> _Schriftliche Aufgabe 1_
Über welchen Namen sollen die PCs im lokalen Netz laut dem Forumsthread zum NTP-Dienst ihre Zeit synchronisieren können?
> _Schriftliche Aufgabe 2_
Schreibe den Forumsthread zum NTP-Dienst im Anschluss an seinen letzten Satz weiter.

> _Textauszug_

• • • •

# Beispiel für einen NTP Dienst



## vikozo (22. Nov. 2012)

guten Tag
Mit einem ISPConfig Server im Netz sollte es auch möglich sein den Server als Zeit-synch-Server zu benutzen für die Internen PC's.

Wäre es möglich das vorgehen zu erläutern in der annahme das:
Intern IPv4 192.168.14.0
Von Extern wird es in Zukunft via IPv6 erreichbar sein.
Domän Name wäre xxxx.com

Ziel PC's im lokalen Netz können via ntp.xxxx.com die Zeit synchronisieren.

Wie ist die vorgehensweise um die zu realisieren? Welche Infos fehlen noch?

vielen Dank für zahlreiche Feedback

mit freundlichem gruss
vinc


----------



## vikozo (29. Nov. 2012)

einen vorschlag?!


----------



## Till (29. Nov. 2012)

Da ein Zeit sync Server nicht weiter konfiguriert werden muss brauchst Du ihn einfach nur installieren, das ist nicht ispconfig spezifisch. Über Google oder im Ubuntu Wiki findest Du bestimmt Anleitungen dafür.

• • • •

> _Datensätze_
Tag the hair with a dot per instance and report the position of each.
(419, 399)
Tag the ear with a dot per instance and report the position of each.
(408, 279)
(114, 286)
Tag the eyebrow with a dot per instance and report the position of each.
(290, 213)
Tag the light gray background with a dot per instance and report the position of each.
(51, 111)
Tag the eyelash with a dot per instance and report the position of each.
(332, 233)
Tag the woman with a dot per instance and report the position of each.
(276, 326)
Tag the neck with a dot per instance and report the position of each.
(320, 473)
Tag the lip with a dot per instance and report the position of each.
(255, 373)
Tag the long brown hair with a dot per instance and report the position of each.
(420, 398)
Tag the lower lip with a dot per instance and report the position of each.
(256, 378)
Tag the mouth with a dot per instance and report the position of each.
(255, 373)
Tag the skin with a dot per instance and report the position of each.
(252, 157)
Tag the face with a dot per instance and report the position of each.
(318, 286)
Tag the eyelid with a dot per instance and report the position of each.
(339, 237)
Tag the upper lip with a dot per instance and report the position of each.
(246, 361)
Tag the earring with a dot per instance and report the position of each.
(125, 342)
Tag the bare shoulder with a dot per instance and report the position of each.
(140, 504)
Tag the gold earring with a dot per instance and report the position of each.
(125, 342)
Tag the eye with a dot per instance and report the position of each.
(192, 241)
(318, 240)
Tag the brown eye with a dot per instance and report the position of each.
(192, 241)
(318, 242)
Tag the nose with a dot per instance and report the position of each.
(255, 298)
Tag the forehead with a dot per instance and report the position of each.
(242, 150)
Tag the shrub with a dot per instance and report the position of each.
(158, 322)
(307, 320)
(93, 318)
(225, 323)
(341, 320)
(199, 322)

• • • •

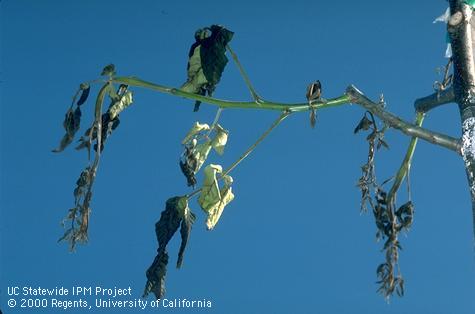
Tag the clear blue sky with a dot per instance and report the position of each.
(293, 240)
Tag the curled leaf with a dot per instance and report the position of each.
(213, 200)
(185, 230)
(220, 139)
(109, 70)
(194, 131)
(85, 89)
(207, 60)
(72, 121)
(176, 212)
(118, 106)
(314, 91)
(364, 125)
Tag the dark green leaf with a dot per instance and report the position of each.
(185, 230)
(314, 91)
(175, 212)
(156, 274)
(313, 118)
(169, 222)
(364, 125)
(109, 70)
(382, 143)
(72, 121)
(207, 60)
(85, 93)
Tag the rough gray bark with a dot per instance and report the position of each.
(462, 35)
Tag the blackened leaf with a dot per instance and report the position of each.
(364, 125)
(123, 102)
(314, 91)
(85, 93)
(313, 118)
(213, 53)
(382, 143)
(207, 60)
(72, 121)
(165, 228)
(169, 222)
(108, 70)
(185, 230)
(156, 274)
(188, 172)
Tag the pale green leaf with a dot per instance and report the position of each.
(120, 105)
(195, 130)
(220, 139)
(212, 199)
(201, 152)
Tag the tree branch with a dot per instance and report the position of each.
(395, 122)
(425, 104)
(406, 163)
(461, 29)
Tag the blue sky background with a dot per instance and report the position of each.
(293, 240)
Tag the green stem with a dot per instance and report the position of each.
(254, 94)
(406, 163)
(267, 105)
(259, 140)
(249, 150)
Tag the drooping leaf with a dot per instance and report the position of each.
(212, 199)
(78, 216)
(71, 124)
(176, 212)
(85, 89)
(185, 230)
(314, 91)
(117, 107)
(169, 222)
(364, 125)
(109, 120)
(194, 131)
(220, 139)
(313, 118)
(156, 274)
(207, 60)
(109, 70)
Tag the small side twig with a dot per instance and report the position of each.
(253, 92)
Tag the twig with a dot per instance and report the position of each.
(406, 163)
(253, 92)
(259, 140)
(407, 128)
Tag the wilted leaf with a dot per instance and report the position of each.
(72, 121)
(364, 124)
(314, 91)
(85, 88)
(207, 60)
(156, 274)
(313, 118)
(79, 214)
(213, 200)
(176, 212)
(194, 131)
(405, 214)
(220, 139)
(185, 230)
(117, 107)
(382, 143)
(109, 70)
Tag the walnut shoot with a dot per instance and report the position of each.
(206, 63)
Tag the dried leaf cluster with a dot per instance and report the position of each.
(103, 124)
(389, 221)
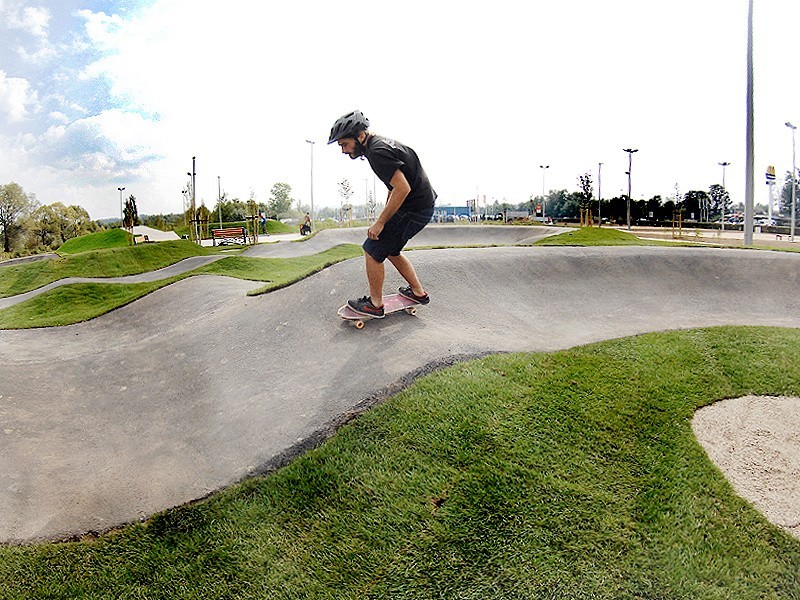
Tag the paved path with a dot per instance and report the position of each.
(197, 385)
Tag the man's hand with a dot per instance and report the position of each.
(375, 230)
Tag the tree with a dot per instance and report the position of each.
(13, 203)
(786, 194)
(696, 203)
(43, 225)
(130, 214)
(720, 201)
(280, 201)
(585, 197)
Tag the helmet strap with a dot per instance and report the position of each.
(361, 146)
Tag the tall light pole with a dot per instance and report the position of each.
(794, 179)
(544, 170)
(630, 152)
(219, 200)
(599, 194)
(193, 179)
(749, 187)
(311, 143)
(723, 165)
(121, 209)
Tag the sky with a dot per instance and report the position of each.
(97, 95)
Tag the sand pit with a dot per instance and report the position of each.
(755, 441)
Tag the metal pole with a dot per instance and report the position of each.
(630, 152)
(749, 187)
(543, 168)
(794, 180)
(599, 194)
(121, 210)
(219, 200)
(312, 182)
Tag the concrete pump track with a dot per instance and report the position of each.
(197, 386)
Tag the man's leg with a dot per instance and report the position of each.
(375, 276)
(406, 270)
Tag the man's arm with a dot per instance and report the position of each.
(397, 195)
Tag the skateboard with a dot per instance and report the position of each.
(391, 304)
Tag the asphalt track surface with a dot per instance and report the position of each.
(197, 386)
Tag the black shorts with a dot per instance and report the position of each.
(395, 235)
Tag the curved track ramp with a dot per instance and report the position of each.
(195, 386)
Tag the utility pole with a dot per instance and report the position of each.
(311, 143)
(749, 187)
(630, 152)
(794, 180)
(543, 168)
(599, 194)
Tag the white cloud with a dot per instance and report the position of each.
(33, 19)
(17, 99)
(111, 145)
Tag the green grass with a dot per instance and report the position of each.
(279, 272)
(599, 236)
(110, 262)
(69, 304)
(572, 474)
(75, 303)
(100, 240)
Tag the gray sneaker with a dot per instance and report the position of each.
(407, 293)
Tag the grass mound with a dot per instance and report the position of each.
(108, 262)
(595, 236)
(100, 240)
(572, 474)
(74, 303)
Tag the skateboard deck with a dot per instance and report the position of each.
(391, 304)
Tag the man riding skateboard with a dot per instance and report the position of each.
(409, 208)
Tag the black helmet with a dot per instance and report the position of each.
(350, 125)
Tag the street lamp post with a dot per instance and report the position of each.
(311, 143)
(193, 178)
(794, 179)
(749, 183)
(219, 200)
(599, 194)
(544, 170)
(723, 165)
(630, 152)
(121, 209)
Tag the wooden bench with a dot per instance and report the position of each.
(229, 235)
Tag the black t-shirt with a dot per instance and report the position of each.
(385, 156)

• • • •

> _Erwartete Ausgabe 1_
Über ntp.xxxx.com.

> _Erwartete Ausgabe 2_
damit sich sowas lohnt müsstest Du aber schon ein paar hundert Server in Deinem heim Netzwerk haben, ansonsten nimm lieber pool.ntp.org auf den einzelnen Rechnern.


----------



## vikozo (29. Nov. 2012)

aber unter ISP könnte ich einen Namen zuweisen wie
ntp.domain.eu

und unter diesem namen dann auch erreichen


----------



## Till (29. Nov. 2012)

Das ist dann aber DNS und nicht NTP und DNS Records kannst Du ja bereits in ISPConfig anlegen. Also einfach neuer DNS A-Record:

ntp.domain.eu => 192.168.0.1

wobei Du die IP mit der IP des Servers ersetzen musst auf dem der NTP Dienst läuft.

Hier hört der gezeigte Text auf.